■ Exercise goal
Copy verbatim the block of lines in the entries below whose first line contains "Query: pollen anther" and whose last line contains "Please point out the bud". Leave out all other lines.

[Point localization data]
☆ ☆ ☆
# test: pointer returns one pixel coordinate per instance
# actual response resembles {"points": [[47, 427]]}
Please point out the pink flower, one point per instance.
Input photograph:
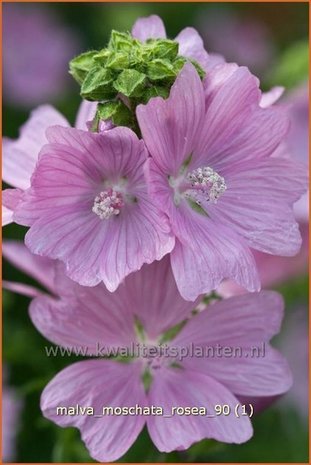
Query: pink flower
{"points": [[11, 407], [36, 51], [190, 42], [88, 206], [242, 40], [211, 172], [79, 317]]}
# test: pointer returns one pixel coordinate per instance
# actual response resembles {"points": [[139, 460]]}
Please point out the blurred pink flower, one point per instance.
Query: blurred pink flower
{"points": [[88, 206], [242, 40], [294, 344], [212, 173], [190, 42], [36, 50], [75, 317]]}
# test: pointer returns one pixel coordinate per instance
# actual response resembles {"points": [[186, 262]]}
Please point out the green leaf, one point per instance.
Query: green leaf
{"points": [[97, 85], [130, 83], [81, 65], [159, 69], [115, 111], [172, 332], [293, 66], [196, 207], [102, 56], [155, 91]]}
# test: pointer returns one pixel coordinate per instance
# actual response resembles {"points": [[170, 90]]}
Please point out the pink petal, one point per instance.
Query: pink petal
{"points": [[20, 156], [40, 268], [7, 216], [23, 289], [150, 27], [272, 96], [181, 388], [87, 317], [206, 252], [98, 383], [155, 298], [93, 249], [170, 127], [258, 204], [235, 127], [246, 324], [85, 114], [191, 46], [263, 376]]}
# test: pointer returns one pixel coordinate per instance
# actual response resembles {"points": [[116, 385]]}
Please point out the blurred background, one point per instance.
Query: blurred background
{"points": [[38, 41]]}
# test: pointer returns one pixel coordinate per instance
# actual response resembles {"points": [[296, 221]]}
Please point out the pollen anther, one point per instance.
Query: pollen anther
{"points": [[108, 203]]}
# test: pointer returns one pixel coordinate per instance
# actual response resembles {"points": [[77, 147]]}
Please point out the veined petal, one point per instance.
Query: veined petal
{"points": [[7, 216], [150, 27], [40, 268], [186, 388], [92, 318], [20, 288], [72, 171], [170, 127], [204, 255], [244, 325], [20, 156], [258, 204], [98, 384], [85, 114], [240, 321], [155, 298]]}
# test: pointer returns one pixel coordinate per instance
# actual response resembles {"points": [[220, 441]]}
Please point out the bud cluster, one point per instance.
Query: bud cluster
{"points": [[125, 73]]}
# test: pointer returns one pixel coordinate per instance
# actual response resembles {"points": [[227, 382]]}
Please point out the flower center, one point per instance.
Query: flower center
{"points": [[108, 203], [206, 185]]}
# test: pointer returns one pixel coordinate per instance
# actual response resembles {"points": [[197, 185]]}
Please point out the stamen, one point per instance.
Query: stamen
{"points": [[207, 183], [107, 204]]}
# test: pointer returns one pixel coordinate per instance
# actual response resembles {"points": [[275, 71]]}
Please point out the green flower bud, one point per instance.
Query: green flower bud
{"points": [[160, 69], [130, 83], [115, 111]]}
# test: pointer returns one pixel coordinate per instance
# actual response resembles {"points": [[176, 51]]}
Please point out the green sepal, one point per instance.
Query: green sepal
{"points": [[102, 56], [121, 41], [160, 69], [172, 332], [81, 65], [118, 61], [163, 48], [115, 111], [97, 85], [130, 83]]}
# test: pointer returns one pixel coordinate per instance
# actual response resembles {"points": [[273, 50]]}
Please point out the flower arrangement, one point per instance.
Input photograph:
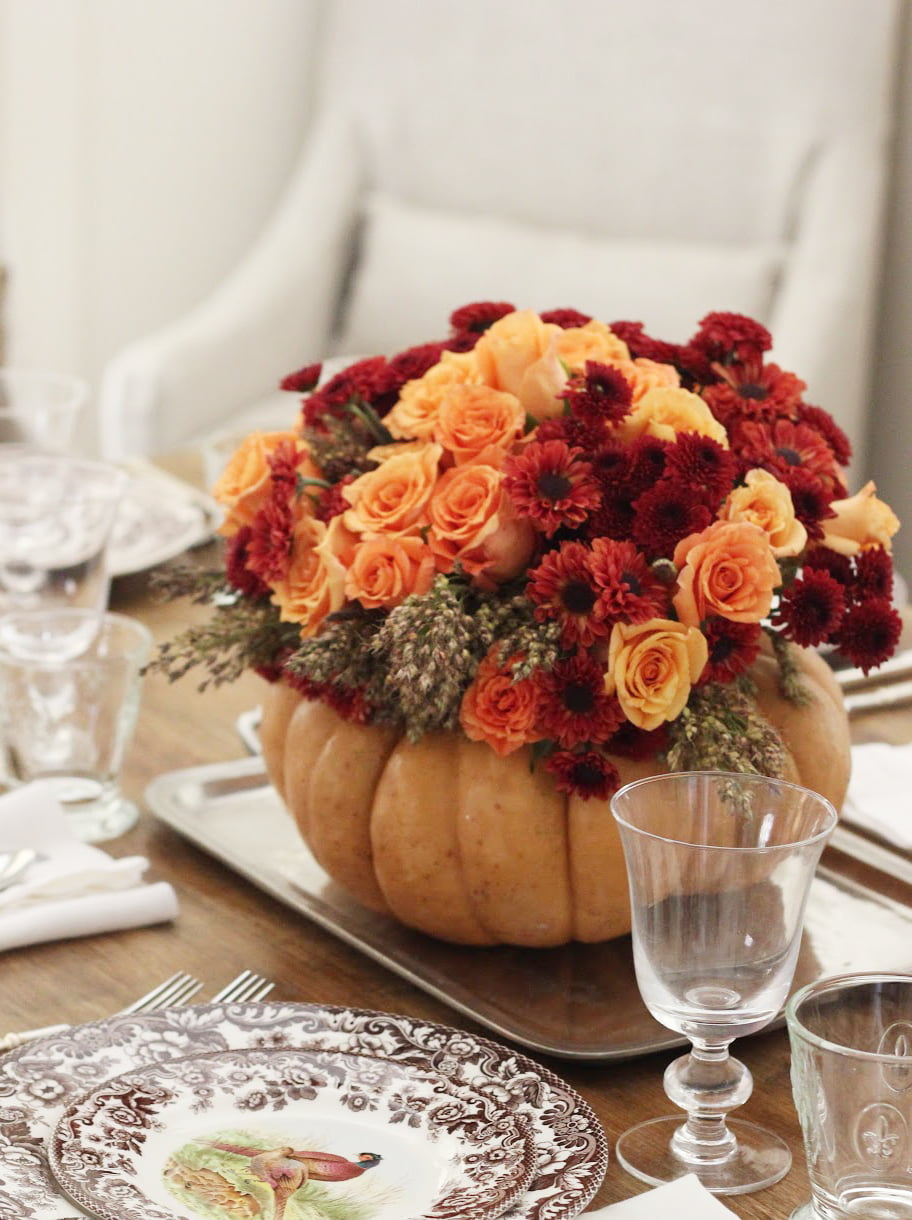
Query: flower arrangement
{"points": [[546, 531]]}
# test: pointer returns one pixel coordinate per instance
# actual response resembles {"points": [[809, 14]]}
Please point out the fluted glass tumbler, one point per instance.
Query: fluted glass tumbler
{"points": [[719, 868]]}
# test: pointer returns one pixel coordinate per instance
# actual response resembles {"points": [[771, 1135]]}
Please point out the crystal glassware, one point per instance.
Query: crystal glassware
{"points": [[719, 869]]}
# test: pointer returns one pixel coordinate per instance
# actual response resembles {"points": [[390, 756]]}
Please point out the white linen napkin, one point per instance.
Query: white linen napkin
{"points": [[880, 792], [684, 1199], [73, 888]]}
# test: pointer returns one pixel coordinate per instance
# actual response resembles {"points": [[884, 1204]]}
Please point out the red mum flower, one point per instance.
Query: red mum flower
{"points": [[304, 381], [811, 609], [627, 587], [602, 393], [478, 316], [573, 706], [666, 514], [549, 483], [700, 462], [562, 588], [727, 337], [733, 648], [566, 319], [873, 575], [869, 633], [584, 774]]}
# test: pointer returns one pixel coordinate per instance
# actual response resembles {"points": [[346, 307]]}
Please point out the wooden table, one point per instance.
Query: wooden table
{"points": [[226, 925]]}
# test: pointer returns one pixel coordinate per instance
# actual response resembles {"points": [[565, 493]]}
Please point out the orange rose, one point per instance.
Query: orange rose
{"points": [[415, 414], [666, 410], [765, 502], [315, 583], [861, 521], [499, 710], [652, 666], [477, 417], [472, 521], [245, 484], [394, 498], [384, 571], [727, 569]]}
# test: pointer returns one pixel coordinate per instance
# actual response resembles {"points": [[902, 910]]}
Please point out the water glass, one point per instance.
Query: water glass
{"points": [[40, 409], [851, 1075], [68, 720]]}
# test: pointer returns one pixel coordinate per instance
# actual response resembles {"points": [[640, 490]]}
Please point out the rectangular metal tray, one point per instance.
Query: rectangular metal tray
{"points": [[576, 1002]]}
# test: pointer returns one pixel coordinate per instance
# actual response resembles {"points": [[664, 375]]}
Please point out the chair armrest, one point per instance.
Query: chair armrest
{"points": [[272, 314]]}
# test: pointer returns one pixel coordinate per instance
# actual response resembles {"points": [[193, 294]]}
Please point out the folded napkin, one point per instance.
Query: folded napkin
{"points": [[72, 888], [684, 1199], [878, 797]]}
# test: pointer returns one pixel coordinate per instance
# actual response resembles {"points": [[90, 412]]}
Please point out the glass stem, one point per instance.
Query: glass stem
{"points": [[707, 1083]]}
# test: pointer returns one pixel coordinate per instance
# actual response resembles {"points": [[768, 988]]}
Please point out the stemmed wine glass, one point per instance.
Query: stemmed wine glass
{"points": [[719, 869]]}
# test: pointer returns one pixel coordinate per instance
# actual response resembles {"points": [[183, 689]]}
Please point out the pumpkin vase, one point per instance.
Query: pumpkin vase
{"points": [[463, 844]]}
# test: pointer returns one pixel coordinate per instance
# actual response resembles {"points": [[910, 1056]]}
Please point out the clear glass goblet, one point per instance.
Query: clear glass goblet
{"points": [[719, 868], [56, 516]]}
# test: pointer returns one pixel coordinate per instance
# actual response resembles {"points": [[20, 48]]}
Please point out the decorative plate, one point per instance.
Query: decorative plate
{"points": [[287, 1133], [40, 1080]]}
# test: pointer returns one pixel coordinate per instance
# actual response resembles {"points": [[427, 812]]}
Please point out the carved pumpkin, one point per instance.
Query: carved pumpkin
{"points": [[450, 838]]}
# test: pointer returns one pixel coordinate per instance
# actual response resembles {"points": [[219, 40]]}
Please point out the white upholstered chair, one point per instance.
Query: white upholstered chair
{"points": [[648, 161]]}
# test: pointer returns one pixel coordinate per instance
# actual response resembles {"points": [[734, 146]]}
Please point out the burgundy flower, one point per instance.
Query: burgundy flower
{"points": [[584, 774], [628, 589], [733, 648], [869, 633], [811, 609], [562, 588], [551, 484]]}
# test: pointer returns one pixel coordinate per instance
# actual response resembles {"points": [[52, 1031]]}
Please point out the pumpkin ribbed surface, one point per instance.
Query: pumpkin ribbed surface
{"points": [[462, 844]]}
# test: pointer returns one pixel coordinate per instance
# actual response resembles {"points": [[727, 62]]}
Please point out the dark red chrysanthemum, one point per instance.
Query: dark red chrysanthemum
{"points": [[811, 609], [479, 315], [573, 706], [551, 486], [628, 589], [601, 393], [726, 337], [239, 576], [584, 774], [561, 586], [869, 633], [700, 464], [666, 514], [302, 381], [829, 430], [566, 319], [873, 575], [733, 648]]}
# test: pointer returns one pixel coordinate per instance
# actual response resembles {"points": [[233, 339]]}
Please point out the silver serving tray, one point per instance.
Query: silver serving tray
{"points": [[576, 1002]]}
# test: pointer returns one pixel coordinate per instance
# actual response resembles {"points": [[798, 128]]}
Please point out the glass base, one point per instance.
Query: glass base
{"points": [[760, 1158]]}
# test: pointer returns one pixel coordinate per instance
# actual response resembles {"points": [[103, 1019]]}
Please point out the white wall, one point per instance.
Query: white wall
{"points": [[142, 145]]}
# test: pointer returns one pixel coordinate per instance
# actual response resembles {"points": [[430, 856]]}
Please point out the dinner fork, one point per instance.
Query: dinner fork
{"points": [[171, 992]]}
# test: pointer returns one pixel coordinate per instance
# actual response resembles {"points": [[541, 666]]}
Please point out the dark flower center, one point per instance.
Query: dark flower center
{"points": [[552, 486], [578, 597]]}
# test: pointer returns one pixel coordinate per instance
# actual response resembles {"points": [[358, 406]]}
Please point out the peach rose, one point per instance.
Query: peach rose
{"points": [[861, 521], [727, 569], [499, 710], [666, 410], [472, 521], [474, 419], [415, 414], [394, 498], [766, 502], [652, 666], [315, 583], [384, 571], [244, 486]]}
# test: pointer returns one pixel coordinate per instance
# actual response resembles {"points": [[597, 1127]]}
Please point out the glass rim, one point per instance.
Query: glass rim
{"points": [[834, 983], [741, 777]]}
☆ ☆ ☆
■ Completed exercise
Query: pollen anther
{"points": [[108, 203]]}
# test: pointer returns one pixel coordinate per instance
# actual response resembles {"points": [[77, 147]]}
Please point out the veined petal, one point per instance.
Query: veined petal
{"points": [[7, 216], [150, 27], [40, 268], [186, 388], [92, 318], [20, 288], [72, 171], [170, 127], [204, 255], [244, 325], [20, 156], [258, 204], [98, 384], [85, 114], [240, 321], [155, 298]]}
# test: pointer returns one pixel coordinate per instance
# actual response resembles {"points": [[220, 441]]}
Please point out the bud cluster, one point per instance.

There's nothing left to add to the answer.